◆ WORK TO DO:
Can you rewrite the lines of the records between the line holding "Rules: pick out every instance of the mud" and the line holding "point(612, 114)", inclusive, as a numbered list, leaving out any blank lines?

◆ RECORD LIST:
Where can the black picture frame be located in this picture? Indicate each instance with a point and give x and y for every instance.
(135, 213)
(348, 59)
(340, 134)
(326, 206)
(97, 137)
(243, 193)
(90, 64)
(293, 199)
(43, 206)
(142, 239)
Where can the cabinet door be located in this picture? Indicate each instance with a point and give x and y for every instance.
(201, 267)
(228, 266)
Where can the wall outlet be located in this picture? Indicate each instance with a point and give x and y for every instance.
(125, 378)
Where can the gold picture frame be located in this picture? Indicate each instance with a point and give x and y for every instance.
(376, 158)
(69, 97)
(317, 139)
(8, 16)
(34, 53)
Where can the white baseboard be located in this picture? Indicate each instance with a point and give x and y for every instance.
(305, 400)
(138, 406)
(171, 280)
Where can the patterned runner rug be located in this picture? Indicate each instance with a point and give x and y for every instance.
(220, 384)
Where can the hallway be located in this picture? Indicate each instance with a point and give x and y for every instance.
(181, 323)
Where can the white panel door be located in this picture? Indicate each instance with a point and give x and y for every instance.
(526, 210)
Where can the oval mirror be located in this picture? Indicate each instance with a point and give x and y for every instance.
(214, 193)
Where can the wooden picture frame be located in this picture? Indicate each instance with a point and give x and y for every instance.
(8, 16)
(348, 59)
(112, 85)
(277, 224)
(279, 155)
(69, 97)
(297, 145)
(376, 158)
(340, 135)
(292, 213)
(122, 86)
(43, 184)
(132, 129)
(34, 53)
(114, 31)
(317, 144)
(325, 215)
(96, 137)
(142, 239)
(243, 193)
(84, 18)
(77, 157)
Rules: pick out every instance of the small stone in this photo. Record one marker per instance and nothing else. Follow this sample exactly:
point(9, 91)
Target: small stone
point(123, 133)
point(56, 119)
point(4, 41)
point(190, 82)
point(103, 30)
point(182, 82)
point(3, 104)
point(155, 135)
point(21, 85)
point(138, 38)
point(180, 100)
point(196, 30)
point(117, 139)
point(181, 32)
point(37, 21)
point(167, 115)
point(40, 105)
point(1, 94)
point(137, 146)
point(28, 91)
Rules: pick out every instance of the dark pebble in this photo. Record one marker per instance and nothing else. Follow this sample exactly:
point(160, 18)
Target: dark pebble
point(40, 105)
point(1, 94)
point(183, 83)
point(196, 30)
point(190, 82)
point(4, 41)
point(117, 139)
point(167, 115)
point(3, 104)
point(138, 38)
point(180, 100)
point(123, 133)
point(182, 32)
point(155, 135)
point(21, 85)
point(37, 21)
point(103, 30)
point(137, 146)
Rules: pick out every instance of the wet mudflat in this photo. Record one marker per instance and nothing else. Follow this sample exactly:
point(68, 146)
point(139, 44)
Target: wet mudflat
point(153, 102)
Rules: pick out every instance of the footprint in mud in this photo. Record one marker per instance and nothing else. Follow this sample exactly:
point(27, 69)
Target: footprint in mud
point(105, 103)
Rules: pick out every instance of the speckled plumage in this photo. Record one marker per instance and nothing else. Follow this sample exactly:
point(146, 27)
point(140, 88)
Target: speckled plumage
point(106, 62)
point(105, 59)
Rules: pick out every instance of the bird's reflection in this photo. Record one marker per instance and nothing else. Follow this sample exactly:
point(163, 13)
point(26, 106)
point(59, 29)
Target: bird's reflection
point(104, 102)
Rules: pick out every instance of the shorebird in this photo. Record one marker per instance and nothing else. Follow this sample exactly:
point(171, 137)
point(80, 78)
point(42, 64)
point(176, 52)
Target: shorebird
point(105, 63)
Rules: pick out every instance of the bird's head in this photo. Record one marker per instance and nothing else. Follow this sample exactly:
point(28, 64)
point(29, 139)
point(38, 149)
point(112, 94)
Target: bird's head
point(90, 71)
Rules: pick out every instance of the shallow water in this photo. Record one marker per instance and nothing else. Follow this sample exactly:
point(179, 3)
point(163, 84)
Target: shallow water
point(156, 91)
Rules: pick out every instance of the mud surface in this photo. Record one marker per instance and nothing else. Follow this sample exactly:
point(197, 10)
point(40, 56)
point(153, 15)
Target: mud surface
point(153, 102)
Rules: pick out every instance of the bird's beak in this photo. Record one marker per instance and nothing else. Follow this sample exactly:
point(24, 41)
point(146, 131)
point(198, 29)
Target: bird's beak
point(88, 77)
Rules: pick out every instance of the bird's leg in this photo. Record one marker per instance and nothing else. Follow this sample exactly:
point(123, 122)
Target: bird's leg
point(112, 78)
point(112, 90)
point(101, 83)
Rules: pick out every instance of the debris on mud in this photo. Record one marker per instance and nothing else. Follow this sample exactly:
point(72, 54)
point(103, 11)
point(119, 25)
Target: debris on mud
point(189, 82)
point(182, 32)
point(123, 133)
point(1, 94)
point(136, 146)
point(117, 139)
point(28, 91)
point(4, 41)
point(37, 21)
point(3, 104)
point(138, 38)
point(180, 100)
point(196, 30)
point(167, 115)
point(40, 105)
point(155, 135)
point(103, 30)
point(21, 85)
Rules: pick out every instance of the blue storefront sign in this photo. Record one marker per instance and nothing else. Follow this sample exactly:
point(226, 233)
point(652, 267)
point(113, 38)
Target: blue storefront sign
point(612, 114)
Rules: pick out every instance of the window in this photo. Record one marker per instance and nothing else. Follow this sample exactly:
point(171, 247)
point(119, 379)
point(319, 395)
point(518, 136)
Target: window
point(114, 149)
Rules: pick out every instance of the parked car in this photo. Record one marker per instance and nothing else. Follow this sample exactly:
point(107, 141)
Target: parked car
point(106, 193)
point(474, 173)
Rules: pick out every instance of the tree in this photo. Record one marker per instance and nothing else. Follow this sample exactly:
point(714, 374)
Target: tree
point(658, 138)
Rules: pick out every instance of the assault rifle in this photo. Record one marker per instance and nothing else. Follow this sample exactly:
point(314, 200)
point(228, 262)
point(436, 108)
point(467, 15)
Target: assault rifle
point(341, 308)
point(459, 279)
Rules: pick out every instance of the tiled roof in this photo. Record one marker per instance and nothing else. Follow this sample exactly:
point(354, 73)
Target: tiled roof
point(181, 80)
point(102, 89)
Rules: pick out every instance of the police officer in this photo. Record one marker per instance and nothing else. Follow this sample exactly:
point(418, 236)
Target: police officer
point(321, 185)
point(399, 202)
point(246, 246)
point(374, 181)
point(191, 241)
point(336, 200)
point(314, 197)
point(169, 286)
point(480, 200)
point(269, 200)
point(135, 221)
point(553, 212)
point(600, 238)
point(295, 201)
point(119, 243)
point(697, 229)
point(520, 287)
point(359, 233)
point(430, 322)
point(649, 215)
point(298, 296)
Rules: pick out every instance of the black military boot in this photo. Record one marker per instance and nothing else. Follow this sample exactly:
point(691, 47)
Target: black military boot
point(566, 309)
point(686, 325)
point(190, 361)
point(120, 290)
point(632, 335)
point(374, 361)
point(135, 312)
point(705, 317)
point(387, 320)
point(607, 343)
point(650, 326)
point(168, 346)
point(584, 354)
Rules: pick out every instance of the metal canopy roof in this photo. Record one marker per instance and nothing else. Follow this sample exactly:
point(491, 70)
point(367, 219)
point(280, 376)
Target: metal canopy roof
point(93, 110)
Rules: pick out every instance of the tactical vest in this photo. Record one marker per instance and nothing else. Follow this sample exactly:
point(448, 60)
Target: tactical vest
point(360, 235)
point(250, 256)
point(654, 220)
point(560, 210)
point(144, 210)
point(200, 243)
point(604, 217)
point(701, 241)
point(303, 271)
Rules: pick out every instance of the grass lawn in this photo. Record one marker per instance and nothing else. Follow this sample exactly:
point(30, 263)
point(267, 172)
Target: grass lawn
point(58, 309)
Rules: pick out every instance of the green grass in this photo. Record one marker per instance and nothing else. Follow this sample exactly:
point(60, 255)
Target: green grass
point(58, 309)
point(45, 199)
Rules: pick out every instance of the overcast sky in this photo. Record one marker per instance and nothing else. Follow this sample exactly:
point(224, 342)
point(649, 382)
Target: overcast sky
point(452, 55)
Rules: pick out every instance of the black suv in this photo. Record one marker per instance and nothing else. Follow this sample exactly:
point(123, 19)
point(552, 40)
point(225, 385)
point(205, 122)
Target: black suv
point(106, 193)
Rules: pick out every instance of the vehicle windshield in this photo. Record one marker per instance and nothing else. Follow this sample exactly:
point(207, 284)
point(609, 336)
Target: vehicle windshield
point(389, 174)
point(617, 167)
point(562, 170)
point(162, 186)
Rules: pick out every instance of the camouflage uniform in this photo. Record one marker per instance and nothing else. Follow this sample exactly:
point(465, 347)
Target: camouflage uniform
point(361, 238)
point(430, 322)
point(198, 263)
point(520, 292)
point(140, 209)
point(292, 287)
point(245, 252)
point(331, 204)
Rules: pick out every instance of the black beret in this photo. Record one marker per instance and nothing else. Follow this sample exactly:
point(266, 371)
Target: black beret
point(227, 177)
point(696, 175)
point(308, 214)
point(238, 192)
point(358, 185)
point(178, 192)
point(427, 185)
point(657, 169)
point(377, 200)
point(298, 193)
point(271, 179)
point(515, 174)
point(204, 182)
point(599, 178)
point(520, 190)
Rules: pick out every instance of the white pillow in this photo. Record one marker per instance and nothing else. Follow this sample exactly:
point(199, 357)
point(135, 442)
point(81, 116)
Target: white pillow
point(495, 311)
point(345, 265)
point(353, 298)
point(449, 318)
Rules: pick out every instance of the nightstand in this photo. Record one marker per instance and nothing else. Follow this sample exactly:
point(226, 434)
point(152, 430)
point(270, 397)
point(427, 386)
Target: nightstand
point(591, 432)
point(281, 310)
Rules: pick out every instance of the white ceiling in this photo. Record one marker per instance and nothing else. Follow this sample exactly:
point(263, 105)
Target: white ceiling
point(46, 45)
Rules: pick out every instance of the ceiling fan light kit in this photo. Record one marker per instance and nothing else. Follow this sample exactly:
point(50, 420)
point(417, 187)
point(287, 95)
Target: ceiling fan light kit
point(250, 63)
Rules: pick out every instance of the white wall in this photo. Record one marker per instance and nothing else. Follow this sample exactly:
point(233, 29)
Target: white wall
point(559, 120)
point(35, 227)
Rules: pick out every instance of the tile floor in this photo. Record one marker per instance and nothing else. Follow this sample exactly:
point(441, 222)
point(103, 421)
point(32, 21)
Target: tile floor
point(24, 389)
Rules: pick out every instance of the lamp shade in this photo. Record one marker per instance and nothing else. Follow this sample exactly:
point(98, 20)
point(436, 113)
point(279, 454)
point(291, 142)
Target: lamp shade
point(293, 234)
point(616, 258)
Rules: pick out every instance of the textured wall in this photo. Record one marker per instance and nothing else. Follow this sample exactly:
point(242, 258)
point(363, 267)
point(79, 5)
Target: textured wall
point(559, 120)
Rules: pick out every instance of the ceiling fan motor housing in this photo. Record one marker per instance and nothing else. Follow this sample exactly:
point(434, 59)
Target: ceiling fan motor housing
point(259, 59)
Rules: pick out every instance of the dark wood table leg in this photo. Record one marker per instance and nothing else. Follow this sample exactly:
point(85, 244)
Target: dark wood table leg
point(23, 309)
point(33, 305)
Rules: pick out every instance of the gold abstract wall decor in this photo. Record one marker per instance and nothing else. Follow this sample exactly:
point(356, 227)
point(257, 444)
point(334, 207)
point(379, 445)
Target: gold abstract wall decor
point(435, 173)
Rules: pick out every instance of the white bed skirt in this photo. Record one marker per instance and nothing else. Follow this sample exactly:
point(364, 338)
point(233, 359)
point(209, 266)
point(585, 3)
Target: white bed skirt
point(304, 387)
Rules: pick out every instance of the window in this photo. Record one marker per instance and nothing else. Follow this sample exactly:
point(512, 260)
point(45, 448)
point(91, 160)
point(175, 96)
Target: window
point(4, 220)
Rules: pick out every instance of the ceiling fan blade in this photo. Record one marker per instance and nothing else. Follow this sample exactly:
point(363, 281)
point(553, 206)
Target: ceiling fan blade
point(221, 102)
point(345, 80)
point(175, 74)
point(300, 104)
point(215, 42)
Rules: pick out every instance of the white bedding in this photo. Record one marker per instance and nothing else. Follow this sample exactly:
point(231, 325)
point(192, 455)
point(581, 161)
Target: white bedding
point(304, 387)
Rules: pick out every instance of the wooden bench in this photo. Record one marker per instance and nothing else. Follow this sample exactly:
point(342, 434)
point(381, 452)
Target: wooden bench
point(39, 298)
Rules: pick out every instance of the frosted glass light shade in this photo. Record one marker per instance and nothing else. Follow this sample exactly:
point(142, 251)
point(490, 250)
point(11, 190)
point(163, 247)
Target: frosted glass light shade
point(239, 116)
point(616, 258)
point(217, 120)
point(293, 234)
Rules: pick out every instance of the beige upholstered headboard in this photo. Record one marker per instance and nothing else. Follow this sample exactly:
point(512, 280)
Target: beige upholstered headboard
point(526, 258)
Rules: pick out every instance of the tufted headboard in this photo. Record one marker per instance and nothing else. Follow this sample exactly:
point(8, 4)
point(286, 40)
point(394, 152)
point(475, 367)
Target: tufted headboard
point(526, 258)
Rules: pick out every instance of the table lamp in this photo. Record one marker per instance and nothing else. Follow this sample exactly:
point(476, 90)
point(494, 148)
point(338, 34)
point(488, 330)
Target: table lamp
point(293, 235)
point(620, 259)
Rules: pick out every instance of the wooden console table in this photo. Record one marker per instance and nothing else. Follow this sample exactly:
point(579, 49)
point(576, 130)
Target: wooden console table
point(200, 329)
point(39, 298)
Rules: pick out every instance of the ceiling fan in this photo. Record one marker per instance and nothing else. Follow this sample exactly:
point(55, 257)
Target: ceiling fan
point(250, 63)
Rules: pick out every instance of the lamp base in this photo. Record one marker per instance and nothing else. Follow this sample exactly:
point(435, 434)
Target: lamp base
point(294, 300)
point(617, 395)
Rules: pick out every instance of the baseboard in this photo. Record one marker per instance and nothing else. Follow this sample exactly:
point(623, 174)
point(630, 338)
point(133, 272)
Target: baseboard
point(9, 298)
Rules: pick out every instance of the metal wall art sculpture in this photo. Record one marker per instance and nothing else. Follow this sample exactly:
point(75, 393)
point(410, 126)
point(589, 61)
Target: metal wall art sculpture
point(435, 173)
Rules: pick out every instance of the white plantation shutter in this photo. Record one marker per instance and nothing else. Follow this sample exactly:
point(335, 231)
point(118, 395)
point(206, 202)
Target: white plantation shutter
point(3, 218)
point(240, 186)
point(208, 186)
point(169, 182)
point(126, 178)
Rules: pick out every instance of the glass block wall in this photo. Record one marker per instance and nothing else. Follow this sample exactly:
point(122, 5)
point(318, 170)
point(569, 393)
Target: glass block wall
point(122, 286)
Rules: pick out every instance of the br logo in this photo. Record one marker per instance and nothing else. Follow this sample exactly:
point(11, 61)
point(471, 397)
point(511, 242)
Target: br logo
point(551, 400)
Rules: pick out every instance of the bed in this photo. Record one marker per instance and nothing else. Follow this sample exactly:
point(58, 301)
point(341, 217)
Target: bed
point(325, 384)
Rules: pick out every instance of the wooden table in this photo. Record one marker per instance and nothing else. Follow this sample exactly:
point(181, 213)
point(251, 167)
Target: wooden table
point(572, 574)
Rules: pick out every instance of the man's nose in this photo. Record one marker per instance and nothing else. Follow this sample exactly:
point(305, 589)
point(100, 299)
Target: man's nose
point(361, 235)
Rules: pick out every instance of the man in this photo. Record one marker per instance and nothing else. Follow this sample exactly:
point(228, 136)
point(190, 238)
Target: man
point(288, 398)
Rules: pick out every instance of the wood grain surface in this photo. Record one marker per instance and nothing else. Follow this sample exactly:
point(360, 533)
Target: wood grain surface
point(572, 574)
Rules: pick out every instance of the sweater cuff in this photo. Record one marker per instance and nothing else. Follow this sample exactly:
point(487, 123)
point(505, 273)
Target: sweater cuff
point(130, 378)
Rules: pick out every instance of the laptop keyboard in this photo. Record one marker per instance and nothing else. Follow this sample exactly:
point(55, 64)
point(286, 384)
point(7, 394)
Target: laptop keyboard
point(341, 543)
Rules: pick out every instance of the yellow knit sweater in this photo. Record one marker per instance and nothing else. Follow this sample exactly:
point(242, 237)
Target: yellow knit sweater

◆ PROBLEM SOLUTION:
1. Rules: pick out every instance of the mud surface in this photo. Record one marker per instance and nothing else. Follow this sample exactly:
2. point(197, 10)
3. point(40, 56)
4. point(153, 15)
5. Target: mud surface
6. point(153, 102)
7. Rules: pick out every instance of the bird's beak in this photo. Record one marker per instance and nothing else. Follow this sample exactly:
8. point(24, 41)
9. point(146, 131)
10. point(198, 29)
11. Target: bird's beak
12. point(88, 77)
13. Rules: pick out every instance of the bird's leg in this photo. Record one marker per instance and nothing else. Follow this sample exactly:
14. point(123, 122)
15. Target: bird's leg
16. point(112, 78)
17. point(112, 90)
18. point(101, 83)
19. Rules: pick out every instance of the debris on mud in this photo. Record one marker per instance and nothing else. Follow this sample exactly:
20. point(72, 54)
21. point(103, 11)
22. point(119, 25)
23. Target: debris on mud
24. point(189, 82)
25. point(182, 32)
26. point(123, 133)
27. point(1, 94)
28. point(136, 146)
29. point(117, 139)
30. point(28, 91)
31. point(4, 41)
32. point(37, 21)
33. point(3, 104)
34. point(138, 38)
35. point(180, 100)
36. point(196, 30)
37. point(167, 115)
38. point(40, 105)
39. point(155, 135)
40. point(103, 30)
41. point(21, 85)
42. Rules: pick out every instance of the blue storefront sign in this photo. Record one marker per instance and nothing else. Follow this sample exactly:
43. point(226, 233)
44. point(652, 267)
45. point(113, 38)
46. Target: blue storefront sign
47. point(612, 114)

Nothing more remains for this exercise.